__指示 1__. 8月の俳句についての文章から、「③ 五郎兵衛の 稲の香載せて」を含む語句で始まり「帯が、みごとに発生していた。」で終わる部分を一字も変えずに抜き出してください。
__指示 2__. 8月の俳句についての文章に載っている俳句を、番号を付けずにすべて書き出してください。
__指示 3__. 8月の俳句についての文章を、最後の文の次から書き継いでください。

北海道での青春

紀行文を載せる予定

令和4年8月の俳句

      【葉月の句】

 

① 乳房雲 列島荒れて 盆送る

② 寝そべれば 蕎麦の花揺れ 孤雲去る

③ 五郎兵衛の 稲の香載せて 雲走る【秋の雲・三題】 

 

 例年になく暑い日が続いた8月の日本列島であったが、同時に、東北の日本海側や北陸地方では、一足早く「秋霖」を迎えたかのような気圧配置となって長雨が続いた。朝鮮半島から日本海を経て東北地方へと延びた停滞前線に雨雲の帯が連なった。
 世界に目を転ずると、発生時期は前後するが、欧州では熱波に襲われ、森林火災が頻発した。中国華南地方では河川や湖の水が干上がり、農業被害も出ている。その一方で、パキスタンでは国土の3分の1が水没するほどの大洪水が発生した。 気象科学的に見れば、それぞれ理由があって説明できた自然現象ではあるが、全く雨の降らない所と、まったく逆の降り過ぎる所が生ずるのは、非常に不経済的で理不尽な現象である。これも、地球的規模の異常気象現象なのだろうか。
 今月は、詳しくは後述するが、『秋の雲』を季語(季題)とするNHK俳句に刺激されて、季語は外のものではあるが秋の雲を題材にしてみることにした。


 【俳句-①】は、今年の盂蘭盆会の「送り火」を見ながら詠んだものである。佐久地方では、夕方18時頃から小雨が降り始めた。「迎え盆(8/13)」は、なるべく早く先祖の霊を迎え、「送り盆(8/16)」は、別れを惜しむようにゆっくりと暗くなってからというのが慣例だが、本降りになる前に、皆を急がせて藁束に火を点け、線香を焚いた。

乳房雲(2022年8月16日・佐久市にて撮影)

 そう言えば午後、乳房雲(Mammatus)を見た。前線や低気圧の影響で激しい風雨となる前兆の雲のひとつとして知られている。天気図を見ると、朝鮮半島から日本列島の日本海側、オホーツク海に前線が延び、雨雲レーダーでは線上降水帯が、みごとに発生していた。
 幸い、佐久地方では、この程度の雨で済んでいるが、日本各地での送り盆は、どうなっているのだろうか?

__提供情報__.

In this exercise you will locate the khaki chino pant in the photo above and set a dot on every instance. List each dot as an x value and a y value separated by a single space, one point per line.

__回答 1__.
③ 五郎兵衛の 稲の香載せて 雲走る【秋の雲・三題】 

 

 例年になく暑い日が続いた8月の日本列島であったが、同時に、東北の日本海側や北陸地方では、一足早く「秋霖」を迎えたかのような気圧配置となって長雨が続いた。朝鮮半島から日本海を経て東北地方へと延びた停滞前線に雨雲の帯が連なった。
 世界に目を転ずると、発生時期は前後するが、欧州では熱波に襲われ、森林火災が頻発した。中国華南地方では河川や湖の水が干上がり、農業被害も出ている。その一方で、パキスタンでは国土の3分の1が水没するほどの大洪水が発生した。 気象科学的に見れば、それぞれ理由があって説明できた自然現象ではあるが、全く雨の降らない所と、まったく逆の降り過ぎる所が生ずるのは、非常に不経済的で理不尽な現象である。これも、地球的規模の異常気象現象なのだろうか。
 今月は、詳しくは後述するが、『秋の雲』を季語(季題)とするNHK俳句に刺激されて、季語は外のものではあるが秋の雲を題材にしてみることにした。


 【俳句-①】は、今年の盂蘭盆会の「送り火」を見ながら詠んだものである。佐久地方では、夕方18時頃から小雨が降り始めた。「迎え盆(8/13)」は、なるべく早く先祖の霊を迎え、「送り盆(8/16)」は、別れを惜しむようにゆっくりと暗くなってからというのが慣例だが、本降りになる前に、皆を急がせて藁束に火を点け、線香を焚いた。

乳房雲(2022年8月16日・佐久市にて撮影)

 そう言えば午後、乳房雲(Mammatus)を見た。前線や低気圧の影響で激しい風雨となる前兆の雲のひとつとして知られている。天気図を見ると、朝鮮半島から日本列島の日本海側、オホーツク海に前線が延び、雨雲レーダーでは線上降水帯が、みごとに発生していた。

__回答 2__.
乳房雲 列島荒れて 盆送る
寝そべれば 蕎麦の花揺れ 孤雲去る
五郎兵衛の 稲の香載せて 雲走る

__回答 3__.
 きっと、家の外に出ることも出来ないくらいの激しい雨が降っている所が多く、
ご先祖様の精霊を送ることなく過ごしていたのではないかと思った。
 もとより、先祖の霊が、稲藁や麦藁を炊いた煙に乗って、天界と地上とを行き来するという伝統的な感性(意識)は、非科学的な発想には違いないが、日本の多くの人々が、送り火を炊くことができずに、残念無念な思いをしただろうなと思うと、悲しくなった。
 さらに、お盆の4日間だけ、奉公先から故郷への帰省が許された時代、送り盆の訪れは、今以上に哀しみを深めただろうなと察する。

 

 

 余談ながら、8月15日は、大東亜戦争終結を発表した日として、日本人にとっても大切な日ですが、佐久に住む人々にとっては特別な思い入れがある日です。野沢・中込商店街や佐久の企業の協賛で、「佐久・千曲川花火大会」が挙行されます。
 コロナ禍の為、2年間中止され、3年振りに開催できました。私は、自宅から家族と眺めることができました。まさに、夏の風物詩として欠かすことの出来ない伝統行事ともなっているのです。改めて、打ち上げ花火の素晴らしさを称え、終戦記念日の夜の意義を感じました。
 ちなみに、当夜は各地で花火大会がありますが、県内では、諏訪湖の花火が有名です。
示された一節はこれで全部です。